Look through the data below. Pick out the lines holding the string "microwave".

Saved entries:

━━━━━━━━━━━━━━━━━━━━

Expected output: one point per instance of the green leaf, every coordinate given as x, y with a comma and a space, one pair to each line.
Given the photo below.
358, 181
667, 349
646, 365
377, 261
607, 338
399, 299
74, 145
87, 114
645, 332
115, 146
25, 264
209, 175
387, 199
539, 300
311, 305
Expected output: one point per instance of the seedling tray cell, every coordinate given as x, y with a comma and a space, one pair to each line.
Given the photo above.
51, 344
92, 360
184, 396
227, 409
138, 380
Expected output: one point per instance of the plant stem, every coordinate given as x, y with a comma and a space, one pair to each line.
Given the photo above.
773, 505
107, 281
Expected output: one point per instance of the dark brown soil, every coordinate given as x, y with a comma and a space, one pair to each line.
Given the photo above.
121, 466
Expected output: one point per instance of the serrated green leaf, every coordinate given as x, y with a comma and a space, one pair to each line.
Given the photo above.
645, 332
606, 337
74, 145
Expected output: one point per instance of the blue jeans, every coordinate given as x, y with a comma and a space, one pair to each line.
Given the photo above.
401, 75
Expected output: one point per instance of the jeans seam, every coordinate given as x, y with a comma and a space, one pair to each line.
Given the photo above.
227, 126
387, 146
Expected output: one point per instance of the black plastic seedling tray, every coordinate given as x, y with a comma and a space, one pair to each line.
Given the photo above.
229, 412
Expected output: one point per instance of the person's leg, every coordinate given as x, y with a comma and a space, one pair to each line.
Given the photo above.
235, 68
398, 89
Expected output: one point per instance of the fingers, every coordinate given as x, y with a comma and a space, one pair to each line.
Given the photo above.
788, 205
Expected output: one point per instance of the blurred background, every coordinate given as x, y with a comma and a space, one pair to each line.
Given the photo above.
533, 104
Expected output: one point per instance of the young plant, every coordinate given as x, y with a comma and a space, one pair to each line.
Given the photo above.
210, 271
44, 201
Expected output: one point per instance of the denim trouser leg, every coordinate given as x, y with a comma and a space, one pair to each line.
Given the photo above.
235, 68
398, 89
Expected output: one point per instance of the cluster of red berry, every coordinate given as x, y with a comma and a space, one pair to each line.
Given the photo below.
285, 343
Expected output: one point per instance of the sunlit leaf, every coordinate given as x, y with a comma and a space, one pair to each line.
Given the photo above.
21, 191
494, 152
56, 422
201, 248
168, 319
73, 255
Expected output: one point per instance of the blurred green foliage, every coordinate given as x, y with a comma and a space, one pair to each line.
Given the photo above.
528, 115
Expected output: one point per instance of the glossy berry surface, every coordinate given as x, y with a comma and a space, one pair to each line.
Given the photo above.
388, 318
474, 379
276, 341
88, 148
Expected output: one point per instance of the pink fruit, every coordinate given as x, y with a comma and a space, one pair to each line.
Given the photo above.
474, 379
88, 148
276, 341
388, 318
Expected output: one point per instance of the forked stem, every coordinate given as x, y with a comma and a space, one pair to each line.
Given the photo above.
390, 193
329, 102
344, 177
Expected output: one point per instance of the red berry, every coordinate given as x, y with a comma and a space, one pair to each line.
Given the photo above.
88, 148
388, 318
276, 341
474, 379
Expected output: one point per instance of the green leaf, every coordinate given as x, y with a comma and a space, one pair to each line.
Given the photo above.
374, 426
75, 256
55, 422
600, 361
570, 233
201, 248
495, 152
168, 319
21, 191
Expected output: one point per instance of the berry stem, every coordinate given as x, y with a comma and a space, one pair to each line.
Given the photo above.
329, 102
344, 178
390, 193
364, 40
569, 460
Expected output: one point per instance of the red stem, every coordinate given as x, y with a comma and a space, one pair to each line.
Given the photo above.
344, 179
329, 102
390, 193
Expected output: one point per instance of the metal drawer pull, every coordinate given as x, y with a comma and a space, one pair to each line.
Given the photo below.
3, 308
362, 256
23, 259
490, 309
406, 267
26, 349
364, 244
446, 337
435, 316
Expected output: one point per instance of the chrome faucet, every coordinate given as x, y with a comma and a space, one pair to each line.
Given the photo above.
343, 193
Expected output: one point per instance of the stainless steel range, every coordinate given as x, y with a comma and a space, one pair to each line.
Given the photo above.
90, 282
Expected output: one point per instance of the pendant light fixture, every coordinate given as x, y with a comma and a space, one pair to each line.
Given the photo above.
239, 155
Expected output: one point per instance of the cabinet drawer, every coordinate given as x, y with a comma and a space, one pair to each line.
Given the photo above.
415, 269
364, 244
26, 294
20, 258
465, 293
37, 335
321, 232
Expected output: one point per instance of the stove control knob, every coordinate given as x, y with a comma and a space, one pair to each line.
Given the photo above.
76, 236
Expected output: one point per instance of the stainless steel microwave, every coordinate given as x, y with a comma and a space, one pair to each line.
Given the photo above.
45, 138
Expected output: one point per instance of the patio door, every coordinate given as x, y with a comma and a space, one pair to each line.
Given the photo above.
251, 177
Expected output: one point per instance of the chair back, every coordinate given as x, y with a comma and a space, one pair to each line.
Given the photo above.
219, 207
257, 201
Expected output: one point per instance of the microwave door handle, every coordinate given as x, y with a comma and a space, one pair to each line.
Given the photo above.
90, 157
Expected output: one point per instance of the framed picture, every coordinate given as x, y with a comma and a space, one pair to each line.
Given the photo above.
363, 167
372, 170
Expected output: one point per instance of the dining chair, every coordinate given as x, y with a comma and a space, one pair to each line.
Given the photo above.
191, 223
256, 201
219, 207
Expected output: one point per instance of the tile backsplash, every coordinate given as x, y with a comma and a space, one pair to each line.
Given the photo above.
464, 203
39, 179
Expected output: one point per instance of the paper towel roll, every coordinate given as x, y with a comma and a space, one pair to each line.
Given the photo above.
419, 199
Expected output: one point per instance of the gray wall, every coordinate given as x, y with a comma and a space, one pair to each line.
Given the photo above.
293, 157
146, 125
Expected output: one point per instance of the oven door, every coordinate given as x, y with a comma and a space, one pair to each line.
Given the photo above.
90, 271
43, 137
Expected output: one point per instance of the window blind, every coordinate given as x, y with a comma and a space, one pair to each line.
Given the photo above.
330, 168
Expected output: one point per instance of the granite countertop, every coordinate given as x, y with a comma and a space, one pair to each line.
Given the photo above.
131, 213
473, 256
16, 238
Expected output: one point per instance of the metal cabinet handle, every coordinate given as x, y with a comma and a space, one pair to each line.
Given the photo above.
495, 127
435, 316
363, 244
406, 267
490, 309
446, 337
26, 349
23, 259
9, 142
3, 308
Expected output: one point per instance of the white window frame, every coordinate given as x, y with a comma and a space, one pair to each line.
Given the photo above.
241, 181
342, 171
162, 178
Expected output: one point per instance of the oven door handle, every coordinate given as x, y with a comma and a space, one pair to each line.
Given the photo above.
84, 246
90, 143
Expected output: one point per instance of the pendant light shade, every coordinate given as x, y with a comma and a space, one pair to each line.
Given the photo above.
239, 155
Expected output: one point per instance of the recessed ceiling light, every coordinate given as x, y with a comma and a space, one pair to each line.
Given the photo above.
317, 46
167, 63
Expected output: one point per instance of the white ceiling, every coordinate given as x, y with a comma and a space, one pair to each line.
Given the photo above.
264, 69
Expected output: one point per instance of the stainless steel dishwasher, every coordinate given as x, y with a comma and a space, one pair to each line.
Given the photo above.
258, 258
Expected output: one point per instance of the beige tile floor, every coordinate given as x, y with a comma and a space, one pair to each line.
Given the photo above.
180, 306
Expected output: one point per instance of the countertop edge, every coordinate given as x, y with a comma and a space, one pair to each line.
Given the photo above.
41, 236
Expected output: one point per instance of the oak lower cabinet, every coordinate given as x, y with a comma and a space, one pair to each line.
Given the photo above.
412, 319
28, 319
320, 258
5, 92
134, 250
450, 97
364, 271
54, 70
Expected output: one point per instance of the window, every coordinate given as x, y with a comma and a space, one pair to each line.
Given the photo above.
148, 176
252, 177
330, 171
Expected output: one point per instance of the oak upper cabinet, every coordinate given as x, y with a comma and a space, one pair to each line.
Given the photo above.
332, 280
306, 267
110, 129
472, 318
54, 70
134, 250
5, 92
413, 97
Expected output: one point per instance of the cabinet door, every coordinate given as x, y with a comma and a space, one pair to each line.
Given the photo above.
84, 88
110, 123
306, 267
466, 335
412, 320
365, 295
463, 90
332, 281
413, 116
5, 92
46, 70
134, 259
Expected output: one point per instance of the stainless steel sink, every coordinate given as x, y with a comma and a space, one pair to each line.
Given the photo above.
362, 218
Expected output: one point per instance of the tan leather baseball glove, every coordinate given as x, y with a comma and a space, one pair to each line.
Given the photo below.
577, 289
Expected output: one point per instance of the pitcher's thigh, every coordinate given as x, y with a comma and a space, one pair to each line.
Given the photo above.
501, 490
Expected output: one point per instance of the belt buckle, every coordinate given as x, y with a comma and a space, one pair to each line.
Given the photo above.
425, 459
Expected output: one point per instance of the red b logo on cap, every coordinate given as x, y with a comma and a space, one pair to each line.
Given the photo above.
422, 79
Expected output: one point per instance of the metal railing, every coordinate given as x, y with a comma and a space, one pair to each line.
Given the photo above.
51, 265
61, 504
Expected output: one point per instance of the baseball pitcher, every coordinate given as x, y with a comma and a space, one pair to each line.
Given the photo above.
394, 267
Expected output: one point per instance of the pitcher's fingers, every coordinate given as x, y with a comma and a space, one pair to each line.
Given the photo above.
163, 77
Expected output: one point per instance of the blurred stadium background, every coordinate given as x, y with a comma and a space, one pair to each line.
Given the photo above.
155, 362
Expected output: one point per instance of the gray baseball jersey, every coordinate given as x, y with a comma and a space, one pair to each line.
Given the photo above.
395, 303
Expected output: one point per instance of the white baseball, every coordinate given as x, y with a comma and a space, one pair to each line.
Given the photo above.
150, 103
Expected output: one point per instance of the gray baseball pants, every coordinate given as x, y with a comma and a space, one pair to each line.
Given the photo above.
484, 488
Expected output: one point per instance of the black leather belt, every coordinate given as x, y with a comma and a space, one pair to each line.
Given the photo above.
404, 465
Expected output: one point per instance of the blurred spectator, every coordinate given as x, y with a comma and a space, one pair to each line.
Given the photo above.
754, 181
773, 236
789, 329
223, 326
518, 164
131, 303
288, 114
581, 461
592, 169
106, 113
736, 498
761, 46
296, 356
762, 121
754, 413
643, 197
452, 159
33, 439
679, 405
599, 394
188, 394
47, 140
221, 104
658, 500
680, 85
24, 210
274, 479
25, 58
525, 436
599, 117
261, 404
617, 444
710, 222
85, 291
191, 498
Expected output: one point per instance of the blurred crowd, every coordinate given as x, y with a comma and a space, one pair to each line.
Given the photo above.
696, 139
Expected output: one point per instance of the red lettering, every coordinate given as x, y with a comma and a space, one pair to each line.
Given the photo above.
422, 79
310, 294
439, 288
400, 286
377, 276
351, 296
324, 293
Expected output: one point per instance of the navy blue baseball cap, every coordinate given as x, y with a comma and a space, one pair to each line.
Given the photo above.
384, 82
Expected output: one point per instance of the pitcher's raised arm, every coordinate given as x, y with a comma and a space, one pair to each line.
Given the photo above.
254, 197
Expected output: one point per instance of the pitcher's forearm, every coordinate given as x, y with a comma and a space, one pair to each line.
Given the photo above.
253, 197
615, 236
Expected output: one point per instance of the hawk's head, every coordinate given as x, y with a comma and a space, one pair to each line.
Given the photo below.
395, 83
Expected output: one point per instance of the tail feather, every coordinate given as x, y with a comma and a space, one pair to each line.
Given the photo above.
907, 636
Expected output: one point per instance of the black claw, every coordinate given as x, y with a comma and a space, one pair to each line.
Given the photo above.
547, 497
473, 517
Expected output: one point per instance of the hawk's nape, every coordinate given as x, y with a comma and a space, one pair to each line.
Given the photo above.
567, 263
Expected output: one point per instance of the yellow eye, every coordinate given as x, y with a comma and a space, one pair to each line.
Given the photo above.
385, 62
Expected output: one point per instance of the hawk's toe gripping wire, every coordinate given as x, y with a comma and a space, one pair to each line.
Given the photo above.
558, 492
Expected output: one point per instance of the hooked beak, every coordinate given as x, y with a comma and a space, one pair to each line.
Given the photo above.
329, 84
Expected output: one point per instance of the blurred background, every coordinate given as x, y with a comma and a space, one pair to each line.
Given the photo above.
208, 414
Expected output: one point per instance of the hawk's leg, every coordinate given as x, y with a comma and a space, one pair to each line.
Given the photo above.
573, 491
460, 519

━━━━━━━━━━━━━━━━━━━━

RESULT OF THIS TASK:
Expected output: one point per instance of the stainless steel microwave, every coordinate given as x, y with a comma and a space, one pair to each line.
Expected output: one point per instance of the microwave door handle, every coordinate given as x, y with a comma and a space, one pair to each line.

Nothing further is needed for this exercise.